◆ **SELECTED TEXT**:
'''

It’s fall, bitches. And that means two things: winter is coming (so get out now before hibernation is upon us), and self-care just got a whole lot cuter. Who isn’t adorable strolling around in a cozy cardigan sipping a hot mug of Earl Grey?
Celebrate the all-too-brief Michigan autumn at a King Princess concert, support a local Black- and queer-owned bakery, pick up a book for cozy couch time — or do the opposite by joining a queer sports team.
1. National Coming Out Day
Since the first National Coming Out Day was observed in 1988, queer culture in America has evolved and changed many times over, but it’s still not easy for every queer person to come out as their authentic selves — especially in today’s heated political climate. This unofficial holiday is a chance to recognize the sometimes painful journey many queer people have to endure on their way to living authentically and to lend support to people bravely coming out for the first time.
National Coming Out Day falls on Oct. 11, the anniversary of the 1987 National March on Washington for Lesbian and Gay Rights, and the holiday was the impetus behind many Pride festivals, including OUTFest, which later became Ann Arbor Pride. Above all, the founders said, this day is focused on the idea that homophobia thrives where there is silence and ignorance.
2. See King Princess Royally Rock
In some ways, King Princess is a study in the pointlessness of labels. The artist identifies outside the binary, somewhere between male and female, and her music isn’t easily categorized, either. Is it folk? Indie pop? Hard rock? Sadcore? Yes, yes, yes — and sometimes, yes. That, too.
King Princess’ second album, “Hold On Baby,” dives deep into her queer identity — a coda, in a way, to her 2018 debut single, “1950,” where the musician’s infectious, bouncy chorus belied a nagging truth about navigating the world as a queer person: “I hate it when dudes try to chase me/But I love it when you try to save me.”
3. Get Those Fall Comfort Calories (While Helping Your Community)
Now that the thermometer has taken a distinct dive into sweater weather, it’s time for some comfort baking. Better yet, leave the comfort baking to the experts at Detroit’s Good Cakes and Bakes, the lesbian-owned bakery that made headlines in 2020 when it received a cake order with a homophobic message. The owners, pastry chef April and her wife, Michelle Anderson, agreed to fill the order without the requested message. When it came time for pick up, dozens of Pride Flag-waving supporters showed up to rally behind the Andersons (though the “customer” never did).

'''

◆ **INSTRUCTIONS FOR THE TASK**: Pick up the fall activities guide above and keep writing it from its last sentence.

◆ **RECORDS PROVIDED**:

'''

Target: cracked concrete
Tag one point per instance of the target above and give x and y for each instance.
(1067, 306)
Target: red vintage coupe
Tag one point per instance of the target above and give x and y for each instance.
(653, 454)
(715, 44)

'''
'''

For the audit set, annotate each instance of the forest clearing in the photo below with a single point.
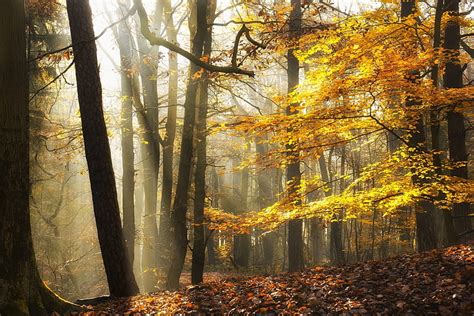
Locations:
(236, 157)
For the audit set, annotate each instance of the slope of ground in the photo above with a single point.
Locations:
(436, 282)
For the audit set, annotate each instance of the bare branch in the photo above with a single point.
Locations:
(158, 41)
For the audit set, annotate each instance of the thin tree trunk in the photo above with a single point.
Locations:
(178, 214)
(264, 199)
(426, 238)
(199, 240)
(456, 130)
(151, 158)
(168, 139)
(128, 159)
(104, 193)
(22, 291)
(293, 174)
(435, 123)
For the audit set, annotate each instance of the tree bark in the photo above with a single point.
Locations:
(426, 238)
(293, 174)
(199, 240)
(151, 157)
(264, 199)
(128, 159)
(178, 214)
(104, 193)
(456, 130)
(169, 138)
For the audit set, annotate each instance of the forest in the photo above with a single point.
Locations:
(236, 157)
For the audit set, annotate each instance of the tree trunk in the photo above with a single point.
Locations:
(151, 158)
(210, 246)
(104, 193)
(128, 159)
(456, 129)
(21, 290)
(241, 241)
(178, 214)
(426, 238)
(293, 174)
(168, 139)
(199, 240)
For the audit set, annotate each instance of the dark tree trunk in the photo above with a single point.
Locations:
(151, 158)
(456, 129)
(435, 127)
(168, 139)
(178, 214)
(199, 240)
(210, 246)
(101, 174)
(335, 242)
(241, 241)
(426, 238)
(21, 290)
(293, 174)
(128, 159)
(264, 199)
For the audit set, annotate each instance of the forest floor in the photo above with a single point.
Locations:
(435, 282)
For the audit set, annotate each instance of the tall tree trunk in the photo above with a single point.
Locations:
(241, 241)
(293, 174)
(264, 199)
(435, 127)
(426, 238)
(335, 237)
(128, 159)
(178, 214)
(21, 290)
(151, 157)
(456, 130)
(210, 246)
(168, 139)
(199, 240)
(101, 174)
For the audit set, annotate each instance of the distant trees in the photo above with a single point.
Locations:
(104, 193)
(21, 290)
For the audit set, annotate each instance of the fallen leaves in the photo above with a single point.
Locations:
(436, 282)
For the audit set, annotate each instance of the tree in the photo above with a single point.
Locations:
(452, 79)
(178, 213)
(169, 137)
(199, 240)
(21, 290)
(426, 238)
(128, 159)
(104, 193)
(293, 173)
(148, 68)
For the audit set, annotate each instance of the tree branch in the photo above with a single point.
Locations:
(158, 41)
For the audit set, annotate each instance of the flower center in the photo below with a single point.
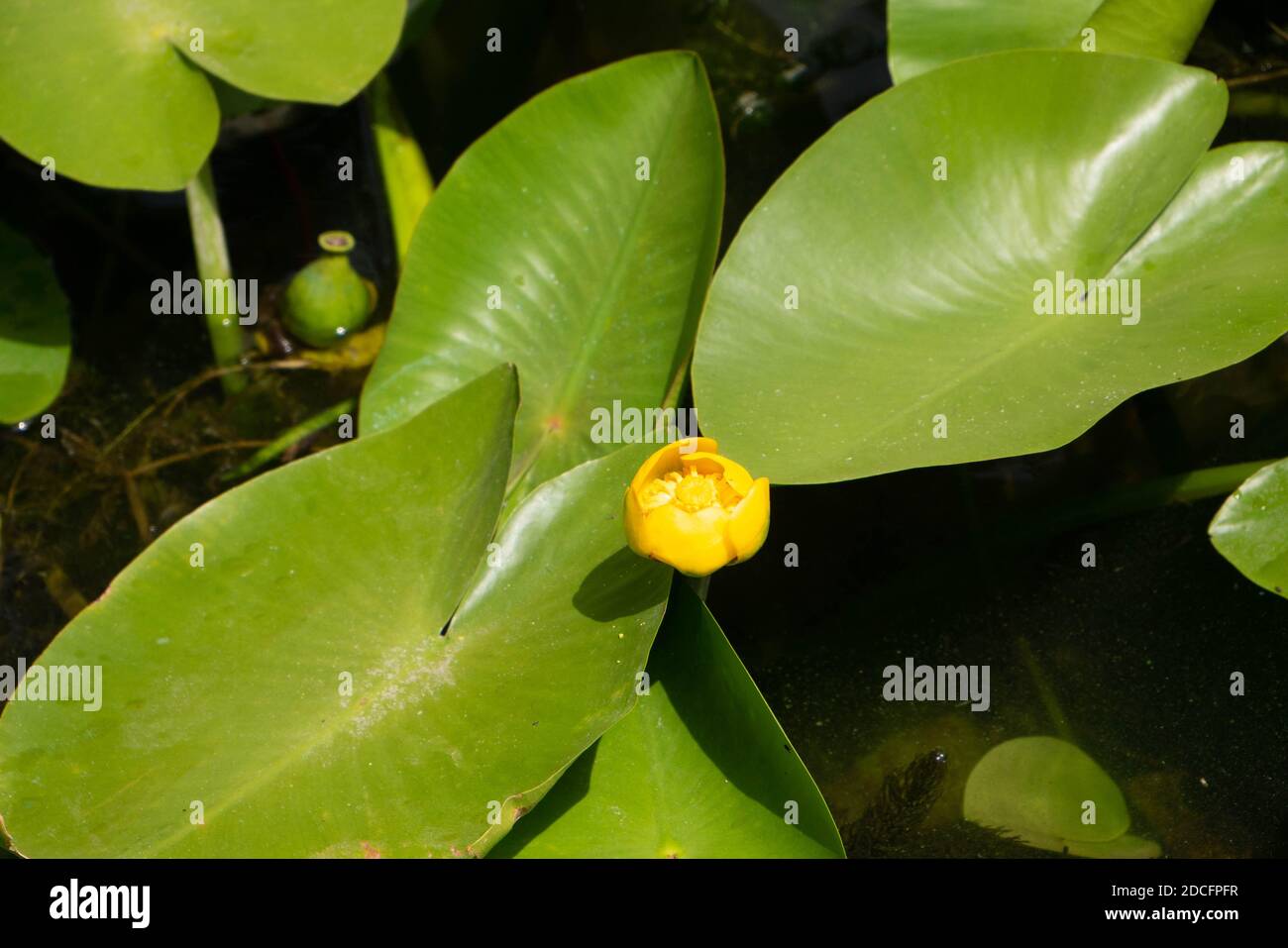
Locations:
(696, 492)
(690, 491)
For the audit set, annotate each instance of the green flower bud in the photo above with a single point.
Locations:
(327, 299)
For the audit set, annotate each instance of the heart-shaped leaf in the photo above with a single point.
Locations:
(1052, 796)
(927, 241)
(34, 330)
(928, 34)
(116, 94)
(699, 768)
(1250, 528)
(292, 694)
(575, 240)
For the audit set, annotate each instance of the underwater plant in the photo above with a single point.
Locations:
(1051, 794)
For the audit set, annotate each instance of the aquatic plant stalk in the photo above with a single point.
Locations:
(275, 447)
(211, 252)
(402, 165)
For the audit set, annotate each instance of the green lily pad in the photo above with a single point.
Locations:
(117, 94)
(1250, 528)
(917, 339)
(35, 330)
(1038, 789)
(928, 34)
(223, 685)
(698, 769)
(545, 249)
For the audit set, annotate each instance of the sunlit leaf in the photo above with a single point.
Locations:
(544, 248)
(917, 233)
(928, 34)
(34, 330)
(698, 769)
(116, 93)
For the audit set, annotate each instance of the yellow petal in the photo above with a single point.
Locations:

'''
'''

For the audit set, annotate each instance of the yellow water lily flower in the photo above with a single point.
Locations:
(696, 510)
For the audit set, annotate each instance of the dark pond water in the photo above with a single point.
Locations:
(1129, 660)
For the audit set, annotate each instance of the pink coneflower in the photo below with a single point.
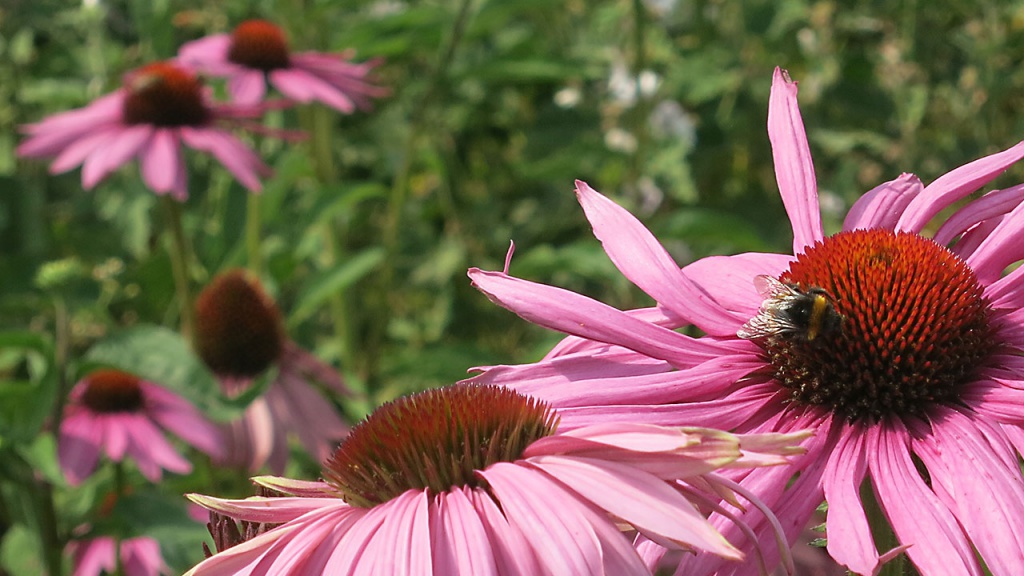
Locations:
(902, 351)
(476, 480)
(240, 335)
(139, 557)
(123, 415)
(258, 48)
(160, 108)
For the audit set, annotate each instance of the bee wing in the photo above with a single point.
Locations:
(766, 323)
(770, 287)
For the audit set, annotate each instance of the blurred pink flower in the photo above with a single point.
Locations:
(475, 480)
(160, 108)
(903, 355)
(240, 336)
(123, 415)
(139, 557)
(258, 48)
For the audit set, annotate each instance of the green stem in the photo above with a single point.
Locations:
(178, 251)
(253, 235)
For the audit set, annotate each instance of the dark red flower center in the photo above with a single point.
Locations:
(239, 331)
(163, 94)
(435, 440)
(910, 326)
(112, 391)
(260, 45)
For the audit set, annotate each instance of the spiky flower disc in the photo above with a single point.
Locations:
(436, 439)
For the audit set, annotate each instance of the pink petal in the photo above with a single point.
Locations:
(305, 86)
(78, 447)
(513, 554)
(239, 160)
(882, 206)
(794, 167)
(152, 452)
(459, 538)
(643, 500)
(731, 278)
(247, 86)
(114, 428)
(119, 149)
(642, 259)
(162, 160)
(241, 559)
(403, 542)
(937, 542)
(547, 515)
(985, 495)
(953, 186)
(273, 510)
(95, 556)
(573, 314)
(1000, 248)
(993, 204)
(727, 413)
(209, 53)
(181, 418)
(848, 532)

'''

◆ **ANSWER SECTION**:
Sometimes, the good side wins — and you will, too, because in addition to the infusion of love and inclusion, the cake is on point (and organic and vegan, too, if you prefer).
Good Cakes & Bakes is located at 19363 Livernois Ave. Visit goodcakesandbakes.com for hours.
4. Support Trans Youth During Trans Empowerment Month
It’s an incredibly important time to support the transgender community, and that includes lifting up trans youth. Stand with Trans has been a leader on this front since 2015, connecting trans youth with supportive resources, fierce advocacy and events aimed at fostering young trans adults.
The organization will host its annual Trans Empowerment Month Oct. 5-30 and invites trans and non-binary youth (up to age 24) to attend a series of free events, including workshops, panels and performances, online and in-person. Allies are welcome, too, for a modest fee.
Learn more at standwithtrans.org/TEM.
5. Go ‘Beyond the Tiara’
Cozy up with a fascinating new read or liven up your very gay monthly book club with “Disney Princess: Beyond the Tiara” by Emily Zemler. The book explores the history of these larger-than-life characters, which have had an outsize impact on pop culture well beyond the big screen. Zemler interviewed Disney notables like Alan Manken, who has composed music for nine Disney films, including “The Little Mermaid,” and Lea Salonga, who voiced Princess Jasmine in “Aladdin” and Mulan.